• [Required tasks]:
A: Reproduce the part of the forum discussion about character names, starting with "I'm actually leaning" and going on through "Mr. Kornada was.".
B: Write the next part of the forum discussion about the names Bowman and De Morel, picking up after its last sentence.

• [Selected passage]:
------------------------------------------------

Oddly enough I think I *just* found out where the name Bowman came from, hang on....




> Dr. James Alistair Bowman: Dr Grace Holloway came up with the name "Dr. Bowman" for the Eighth Doctor whilst introducing him to others at the New Year's Eve party. (TV: Doctor Who) The Doctor subsequently used the "Dr. Bowman" alias on occasion, filling it out to "James Alistair Bowman".


Just had to confirm dates to check - The telemovie was 1996, Freefall started in 1998. 
*edit*: the comic apparently started being published online in 1998 - wikifur says it started in a fanzine in 1989.  Now I wonder when Dr Bowman and the name Bowman's Wolf were first introduced.




> Well if we're reading too much into that, it'd translate to "soul of moral" maybe. Or perhaps "soul of morale". There's a bit of a funny false friend thing going on between French and English, where the nouns "moral" and "morale" are translated, respectively, as "morale" and "moral". E.g.
> "le moral du personnel" => "the morale of the personnel"
> "la morale de l'histoire" => "the moral of the story"
> 
> Given how apparently part of the problem is a profound loss of motivation caused by inept leadership, it might be that the morale is a more pertinent reading here than the moral. Either way, it's certainly an ironic name.





> Or maybe De Morel-ized? As in -- representative of this entire station which is is (so to speak) a company town after the company left.


I'm actually leaning towards this one now.  Demoralised?  I figure that's the way the workforce are feeling, both as a consequence of the factories not having a purpose, and probably also because of the attitude of this particular manager.




> I say that because, sure right now he'd being portrayed as the schnook who tried to pay the protagonists with a reactor he knew wouldn't serve their needs, and they could just try to enact some just desserts and move on, but the overall plot arc seems to be that they will figure out how to rescue this station's economy. If so, De Morel is unlikely to get a thorough comeuppance, and thus I don't think he'll be made into quite the mustachio-twirling villains that Mr. Kornada was.

------------------------------------------------

• [Dataset section]:
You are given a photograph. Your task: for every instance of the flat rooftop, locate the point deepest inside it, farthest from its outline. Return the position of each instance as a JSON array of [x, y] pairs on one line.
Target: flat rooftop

------------------------------------------------

• [Answers to the tasks]:
A:
I'm actually leaning towards this one now.  Demoralised?  I figure that's the way the workforce are feeling, both as a consequence of the factories not having a purpose, and probably also because of the attitude of this particular manager.




> I say that because, sure right now he'd being portrayed as the schnook who tried to pay the protagonists with a reactor he knew wouldn't serve their needs, and they could just try to enact some just desserts and move on, but the overall plot arc seems to be that they will figure out how to rescue this station's economy. If so, De Morel is unlikely to get a thorough comeuppance, and thus I don't think he'll be made into quite the mustachio-twirling villains that Mr. Kornada was.

B:
I agree with Fyraltari that he didn't necessarily know that the reactor wouldn't serve their needs, but my take is that he didn't actually care.  This guy isn't out to deliberately trick people into doing what he wants with the promise of a reward that doesn't eventuate.  He is more about penny-pinching - that is, getting whatever he can without spending any money.  If he can promise them something that he already has, and has no need of, who cares if it actually works for them.  But I agree with Willie the Duck's predictions about the direction of the story, mostly...




> Agree but not sure of the relevance. My point is that he was portrayed as an over-the-top antagonist -- one that the audience wouldn't feel bad with just about any form of comeuppance. And he got quite a comeuppance, and it felt cathartic. Everything we've seen so far (particularly the number of strips dedicated to discovering exactly why the station is in such economic plight and why exactly each part of it isn't paying each other and doing vital maintenance and such) suggests to me that the main plot arc here is the protagonist team figuring out how to make the station viable again, such that maintenance will happen and everyone won't die horribly, Winston's parents can continue to live there, Niomi can have gainful employ, and everyone live happily ever after (excepting the main cast who will move on to new adventures when the next story arc happens in 3-8 IRL years). Therefore it is my hypothesis that this De Morel guy is going to get some epic just desserts, and as such won't turn out to be nearly the Karmically-acceptable-target that Kornada showed himself to be.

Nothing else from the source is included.